Liste des consignes:
A – Répondez à ces questions à partir du texte sur Medellin :
(i) Quelle guerre civile touche le pays de 1948 à 1960 ?
(ii) Quel nom donne-t-on aux migrants forcés, réfugiés dans leur propre pays ?
(iii) Par combien la population de l'agglomération est-elle multipliée entre 1950 et 2018 ?
B – Recopiez fidèlement, dans le texte sur Medellin, le passage qui va de « Si le dynamisme » jusqu'à « leur propre pays. » inclus.

Texte:
Crises géopolitiques, exode rural et croissance urbaine

Si le dynamisme économique a participé à attirer les populations des campagnes (exode rural) qui ont trouvé à ce loger sur les flancs des montagnes visibles sur cette image, cet exode rural fut aussi souvent contraint par les conflits internes récurrents que connaît le pays.

En effet, à la Violencia, guerre civile qui touche le pays de 1948 à 1960 suite à l’assassinat du leader libéral Jorge Eliecer Gaitan, succède la période des guérillas marxistes (FARCS, ELN ou M19) qui déstabilisent les campagnes. La population de Medellin, comme des autres villes, explose avec ces migrants forcés, les Desplazados¸ réfugiés dans leur propre pays.

Puis, la période qui s’ouvre des années 1980 aux années 2000 est marquée par l’action supplémentaire des groupes de narcotrafiquants dont le célèbre cartel de Medellin de Pablo Escobar qui restera durablement associé à cette ville.

Les quartiers informels des invasiones à la conquête des flancs de montagnes

Entre 1950 et 2018, la population de l’agglomération est donc multipliée par 10 pour atteindre 3,5 millions d’habitants, plus de la moitié de cette croissance se fait dans ces quartiers informels. L’installation de ces populations se fait dans les espaces restés libres, sur les flancs de montagnes et de manière informelle : ce sont les invasiones.

Données extraites:
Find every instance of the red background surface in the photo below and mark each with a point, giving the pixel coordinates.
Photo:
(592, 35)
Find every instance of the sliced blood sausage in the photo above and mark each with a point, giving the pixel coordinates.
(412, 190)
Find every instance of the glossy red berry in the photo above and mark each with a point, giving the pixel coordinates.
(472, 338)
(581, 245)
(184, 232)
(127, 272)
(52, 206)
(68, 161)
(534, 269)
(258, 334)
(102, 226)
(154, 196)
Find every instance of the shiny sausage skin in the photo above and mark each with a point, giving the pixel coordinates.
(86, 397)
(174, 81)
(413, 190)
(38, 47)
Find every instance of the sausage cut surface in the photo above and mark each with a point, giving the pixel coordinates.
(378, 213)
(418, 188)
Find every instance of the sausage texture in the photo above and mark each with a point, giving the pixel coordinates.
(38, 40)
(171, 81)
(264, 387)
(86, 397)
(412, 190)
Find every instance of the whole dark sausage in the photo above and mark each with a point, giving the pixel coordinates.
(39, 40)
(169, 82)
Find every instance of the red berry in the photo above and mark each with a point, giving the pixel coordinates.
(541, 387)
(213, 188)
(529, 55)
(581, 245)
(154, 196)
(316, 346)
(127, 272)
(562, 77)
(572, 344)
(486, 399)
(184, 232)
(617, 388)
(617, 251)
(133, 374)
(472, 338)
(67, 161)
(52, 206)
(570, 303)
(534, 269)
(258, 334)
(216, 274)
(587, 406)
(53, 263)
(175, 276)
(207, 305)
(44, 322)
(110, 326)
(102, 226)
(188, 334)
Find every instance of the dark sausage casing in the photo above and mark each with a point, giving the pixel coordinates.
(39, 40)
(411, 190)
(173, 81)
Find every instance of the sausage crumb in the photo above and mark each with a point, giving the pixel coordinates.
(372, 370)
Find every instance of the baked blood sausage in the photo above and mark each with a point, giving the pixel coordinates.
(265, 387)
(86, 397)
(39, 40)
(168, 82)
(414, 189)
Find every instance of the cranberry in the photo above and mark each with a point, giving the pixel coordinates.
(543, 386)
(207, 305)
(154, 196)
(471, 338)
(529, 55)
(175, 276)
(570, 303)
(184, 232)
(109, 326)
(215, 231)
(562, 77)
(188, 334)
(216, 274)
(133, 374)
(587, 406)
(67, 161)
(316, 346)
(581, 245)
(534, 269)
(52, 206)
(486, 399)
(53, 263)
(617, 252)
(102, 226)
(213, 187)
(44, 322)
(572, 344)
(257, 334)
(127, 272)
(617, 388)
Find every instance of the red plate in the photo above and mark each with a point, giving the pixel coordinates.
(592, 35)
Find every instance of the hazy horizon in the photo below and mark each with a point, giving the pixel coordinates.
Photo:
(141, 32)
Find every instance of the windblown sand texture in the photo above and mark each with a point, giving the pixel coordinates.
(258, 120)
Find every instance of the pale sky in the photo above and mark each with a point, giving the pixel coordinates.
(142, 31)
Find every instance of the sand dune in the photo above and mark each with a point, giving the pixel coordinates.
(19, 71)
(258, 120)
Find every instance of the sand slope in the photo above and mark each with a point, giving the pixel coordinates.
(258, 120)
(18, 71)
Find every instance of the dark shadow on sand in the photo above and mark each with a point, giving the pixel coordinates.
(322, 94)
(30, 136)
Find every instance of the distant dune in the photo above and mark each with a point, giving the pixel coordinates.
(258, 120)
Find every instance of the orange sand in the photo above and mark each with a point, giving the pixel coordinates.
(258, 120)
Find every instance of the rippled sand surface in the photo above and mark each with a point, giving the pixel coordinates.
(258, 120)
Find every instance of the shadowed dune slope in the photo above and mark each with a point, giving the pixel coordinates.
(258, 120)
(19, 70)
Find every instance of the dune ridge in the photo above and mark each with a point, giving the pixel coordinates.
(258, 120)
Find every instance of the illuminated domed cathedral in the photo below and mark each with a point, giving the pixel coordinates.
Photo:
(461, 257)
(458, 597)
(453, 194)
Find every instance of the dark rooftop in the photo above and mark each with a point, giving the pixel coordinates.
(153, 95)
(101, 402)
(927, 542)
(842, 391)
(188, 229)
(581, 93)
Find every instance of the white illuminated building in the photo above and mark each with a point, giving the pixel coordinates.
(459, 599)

Réponses complètes:
A –
(i) La Violencia.
(ii) Les Desplazados.
(iii) Par 10, pour atteindre 3,5 millions d'habitants.

B –
Si le dynamisme économique a participé à attirer les populations des campagnes (exode rural) qui ont trouvé à ce loger sur les flancs des montagnes visibles sur cette image, cet exode rural fut aussi souvent contraint par les conflits internes récurrents que connaît le pays.

En effet, à la Violencia, guerre civile qui touche le pays de 1948 à 1960 suite à l’assassinat du leader libéral Jorge Eliecer Gaitan, succède la période des guérillas marxistes (FARCS, ELN ou M19) qui déstabilisent les campagnes. La population de Medellin, comme des autres villes, explose avec ces migrants forcés, les Desplazados¸ réfugiés dans leur propre pays.